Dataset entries
----

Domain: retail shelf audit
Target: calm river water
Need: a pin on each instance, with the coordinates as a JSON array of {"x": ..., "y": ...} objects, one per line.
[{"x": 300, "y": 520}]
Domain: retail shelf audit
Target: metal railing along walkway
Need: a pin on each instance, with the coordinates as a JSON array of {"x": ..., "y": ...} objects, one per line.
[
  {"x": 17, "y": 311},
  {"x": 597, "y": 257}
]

----

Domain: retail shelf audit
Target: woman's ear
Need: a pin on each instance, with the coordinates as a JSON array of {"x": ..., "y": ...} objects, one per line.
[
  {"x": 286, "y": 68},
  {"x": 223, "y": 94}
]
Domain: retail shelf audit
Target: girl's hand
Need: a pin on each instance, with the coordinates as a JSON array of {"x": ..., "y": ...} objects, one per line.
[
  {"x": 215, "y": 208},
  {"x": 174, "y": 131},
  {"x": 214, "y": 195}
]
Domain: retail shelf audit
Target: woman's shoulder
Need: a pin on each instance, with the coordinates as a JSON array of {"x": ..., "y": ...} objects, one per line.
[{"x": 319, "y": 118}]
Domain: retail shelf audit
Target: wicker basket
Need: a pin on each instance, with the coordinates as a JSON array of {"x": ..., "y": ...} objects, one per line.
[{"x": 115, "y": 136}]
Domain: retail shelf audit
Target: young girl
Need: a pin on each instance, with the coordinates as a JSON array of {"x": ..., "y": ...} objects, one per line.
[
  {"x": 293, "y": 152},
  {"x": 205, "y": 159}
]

----

__Task requirements__: Each line above that contains the string "Target" should be identified and copied.

__Answer to this exercise__:
Target: calm river water
Target: metal railing along walkway
Target: woman's ear
Target: girl's hand
Target: woman's shoulder
Target: wicker basket
Target: young girl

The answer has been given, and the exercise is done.